Ni vraiment un roman, ni tout à fait une nouvelle, mais « à chute » dans tous les cas, Portrait en pied de Suzanne raconte à la première personne la complexité d’une relation où l’amour se combine à la haine. Il fait par ailleurs partie de ces récits fantastiques – au sens large – que je trouve les plus perturbants : ceux qui jouent sur l’organique – ici une demi-métamorphose, aussi énigmatique que sujette à caution, compte tenu de ce que le narrateur dévoile de lui par ailleurs. Autrement et familièrement dit, Portrait en pied de Suzanne est casse-gueule.
Qu’un personnage de roman soit envahi d’un accablant sentiment de tristesse ressemble fort à un cliché. Mais le récit de Topor réinvestit ledit cliché : « Brusquement, je suis frappé par la sonorité du mot “choucroute”. Je le prononce plusieurs fois en variant l’intonation. Un accablant sentiment de tristesse m’envahit. » (p. 17 en « Folio »). On a là un exemple de ces notations, récurrentes ici, dans lesquelles un constat froid porte en germe les délires d’un narrateur à soigner. Car cette parodie de roman psychologique – entre autres – a tôt fait de dévoiler un narrateur très peu fiable.
C’est ainsi que les quelque quatre-vingts pages de Portrait en pied de Suzanne gagnent en volume. Si « Mon appétit n’est qu’un prétexte. En fait ma boulimie est provoquée par le manque d’affection. » (p. 32) est l’expression limpide du mal-être d’un narrateur suffisamment sain pour faire lui-même son diagnostic, que penser d’un passage comme « Avec moi, la plus banale mésaventure tourne aussitôt à la tragédie. » (p. 41) ? Délire paranoïaque ou constat objectif ? Et ne parlons pas d’une phrase comme « Mon pied gauche est ce que j’ai de mieux. / C’est Suzanne. » (p. 45) ? De là naît la richesse du texte – qu’on l’appelle ambiguïté, profondeur, richesse, fantastique… –, qui contraste singulièrement avec sa sobriété stylistique.

QUESTIONS SUR LE TEXTE:
1: Répondez aux questions suivantes sur la critique de Portrait en pied de Suzanne :
(a) À quelle personne le récit est-il raconté ?
(b) Quel mot frappe le narrateur par sa sonorité, d'après la citation de la page 17 ?
(c) Combien de pages compte environ le livre ?
2: Donnez, s'il vous plaît, la suite de la critique de Portrait en pied de Suzanne, à partir de sa dernière phrase.

Enregistrements extraits

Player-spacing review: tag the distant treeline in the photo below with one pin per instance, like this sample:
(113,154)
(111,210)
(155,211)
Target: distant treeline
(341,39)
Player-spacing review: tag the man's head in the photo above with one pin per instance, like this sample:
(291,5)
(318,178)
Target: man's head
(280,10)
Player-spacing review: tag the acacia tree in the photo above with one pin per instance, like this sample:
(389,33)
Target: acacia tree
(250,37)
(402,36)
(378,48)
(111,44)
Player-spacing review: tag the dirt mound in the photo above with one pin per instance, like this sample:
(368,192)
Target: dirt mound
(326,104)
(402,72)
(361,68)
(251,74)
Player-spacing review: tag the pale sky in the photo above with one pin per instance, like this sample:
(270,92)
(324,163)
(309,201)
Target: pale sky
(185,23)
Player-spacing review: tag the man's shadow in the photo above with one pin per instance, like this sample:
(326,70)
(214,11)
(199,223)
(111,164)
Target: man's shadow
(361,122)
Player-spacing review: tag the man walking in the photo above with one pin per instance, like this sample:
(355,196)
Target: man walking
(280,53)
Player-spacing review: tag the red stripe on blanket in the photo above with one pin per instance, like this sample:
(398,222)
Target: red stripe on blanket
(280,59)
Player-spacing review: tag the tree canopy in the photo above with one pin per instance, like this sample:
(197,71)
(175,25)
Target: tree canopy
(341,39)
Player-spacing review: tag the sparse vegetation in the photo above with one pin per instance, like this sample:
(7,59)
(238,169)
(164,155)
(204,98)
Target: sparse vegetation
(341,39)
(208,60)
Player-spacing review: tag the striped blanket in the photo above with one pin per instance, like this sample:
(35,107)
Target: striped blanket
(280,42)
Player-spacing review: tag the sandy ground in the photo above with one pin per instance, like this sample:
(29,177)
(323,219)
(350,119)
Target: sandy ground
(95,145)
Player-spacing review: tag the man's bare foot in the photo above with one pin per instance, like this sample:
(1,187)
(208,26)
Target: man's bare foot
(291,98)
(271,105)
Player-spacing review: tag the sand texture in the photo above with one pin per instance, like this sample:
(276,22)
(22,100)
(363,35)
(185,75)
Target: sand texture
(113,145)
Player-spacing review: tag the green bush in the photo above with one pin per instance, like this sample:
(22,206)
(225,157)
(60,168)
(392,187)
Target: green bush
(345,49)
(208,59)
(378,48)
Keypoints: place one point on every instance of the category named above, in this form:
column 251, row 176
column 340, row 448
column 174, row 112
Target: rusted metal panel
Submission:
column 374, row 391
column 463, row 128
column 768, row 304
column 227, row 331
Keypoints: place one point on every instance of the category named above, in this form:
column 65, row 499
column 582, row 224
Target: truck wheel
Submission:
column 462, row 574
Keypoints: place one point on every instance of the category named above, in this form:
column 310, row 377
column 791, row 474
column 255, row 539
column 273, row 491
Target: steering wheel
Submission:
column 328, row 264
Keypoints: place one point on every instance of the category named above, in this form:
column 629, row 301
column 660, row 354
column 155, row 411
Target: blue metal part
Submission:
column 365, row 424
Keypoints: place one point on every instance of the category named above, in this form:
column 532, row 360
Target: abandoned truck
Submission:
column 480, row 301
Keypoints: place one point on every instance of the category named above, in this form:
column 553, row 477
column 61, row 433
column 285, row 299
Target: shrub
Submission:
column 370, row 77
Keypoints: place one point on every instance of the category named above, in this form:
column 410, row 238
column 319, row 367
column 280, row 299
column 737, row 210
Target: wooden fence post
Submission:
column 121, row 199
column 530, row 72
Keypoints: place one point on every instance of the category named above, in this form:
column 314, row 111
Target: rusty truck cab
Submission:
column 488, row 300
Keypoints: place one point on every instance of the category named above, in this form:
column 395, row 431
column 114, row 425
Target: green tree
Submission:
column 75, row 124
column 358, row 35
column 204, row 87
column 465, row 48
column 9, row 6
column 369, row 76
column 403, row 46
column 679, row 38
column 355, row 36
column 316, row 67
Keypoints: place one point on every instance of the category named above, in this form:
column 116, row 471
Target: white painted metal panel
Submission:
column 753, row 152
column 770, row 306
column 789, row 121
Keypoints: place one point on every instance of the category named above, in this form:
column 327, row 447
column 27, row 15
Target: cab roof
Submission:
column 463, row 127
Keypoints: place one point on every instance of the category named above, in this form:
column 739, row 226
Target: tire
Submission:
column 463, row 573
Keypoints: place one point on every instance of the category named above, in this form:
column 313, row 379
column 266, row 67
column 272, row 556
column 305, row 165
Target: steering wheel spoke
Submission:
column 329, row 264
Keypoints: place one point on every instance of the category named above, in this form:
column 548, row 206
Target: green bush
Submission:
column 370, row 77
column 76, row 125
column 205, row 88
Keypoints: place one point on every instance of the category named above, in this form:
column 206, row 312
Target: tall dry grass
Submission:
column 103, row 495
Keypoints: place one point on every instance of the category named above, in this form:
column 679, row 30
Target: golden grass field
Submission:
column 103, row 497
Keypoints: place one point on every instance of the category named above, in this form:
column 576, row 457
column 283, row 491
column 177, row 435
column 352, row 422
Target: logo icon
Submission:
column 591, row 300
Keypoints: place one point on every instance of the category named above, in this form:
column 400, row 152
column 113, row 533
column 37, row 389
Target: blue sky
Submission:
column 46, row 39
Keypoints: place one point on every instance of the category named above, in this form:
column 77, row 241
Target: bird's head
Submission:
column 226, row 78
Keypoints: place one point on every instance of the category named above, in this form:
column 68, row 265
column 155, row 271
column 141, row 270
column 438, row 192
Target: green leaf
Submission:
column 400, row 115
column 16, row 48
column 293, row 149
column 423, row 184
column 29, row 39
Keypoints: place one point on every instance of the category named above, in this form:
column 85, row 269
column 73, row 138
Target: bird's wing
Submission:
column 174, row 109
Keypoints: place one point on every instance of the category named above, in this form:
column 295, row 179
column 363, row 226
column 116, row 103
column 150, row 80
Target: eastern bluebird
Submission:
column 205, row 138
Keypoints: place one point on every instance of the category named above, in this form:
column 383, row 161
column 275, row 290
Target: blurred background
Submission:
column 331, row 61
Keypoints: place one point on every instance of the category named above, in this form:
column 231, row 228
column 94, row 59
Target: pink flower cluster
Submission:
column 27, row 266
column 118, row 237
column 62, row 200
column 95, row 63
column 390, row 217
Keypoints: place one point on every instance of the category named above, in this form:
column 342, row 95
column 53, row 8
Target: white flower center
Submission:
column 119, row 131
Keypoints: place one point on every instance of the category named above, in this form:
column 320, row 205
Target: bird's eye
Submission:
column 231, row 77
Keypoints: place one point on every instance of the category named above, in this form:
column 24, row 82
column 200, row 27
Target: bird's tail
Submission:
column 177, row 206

RÉPONSES:
1:
(a) À la première personne.
(b) Le mot « choucroute ».
(c) Environ quatre-vingts pages.

2:
Il ne faut pas se méprendre sur le fond d’humour noir dans lequel baigne le texte : une formule comme « je dois être pauvre puisque j’attache une grande importance à mon travail » (p. 9) n’est que le constat sans pitié d’un narrateur peu à l’aise – c’est le moins qu’on puisse dire – avec les conventions sociales. Si l’humour noir n’était qu’une sorte de fantaisie cynique, le récit de Topor n’en relèverait pas. Chez Topor, c’est la vie elle-même qui est noire. Dans cette noirceur, le sentiment de la chute (« Un obèse poilu, voilà ce que je suis devenu. J’ai envie de vomir. Et pourtant, il n’y a pas si longtemps, j’étais encore un enfant lisse. Quelle déchéance ! », p. 34) et l’inadaptation sociale à un monde hostile ne sont pas les ingrédients les plus fades.
À la réflexion, ça ressemble à du Kafka. Celui de la Métamorphose.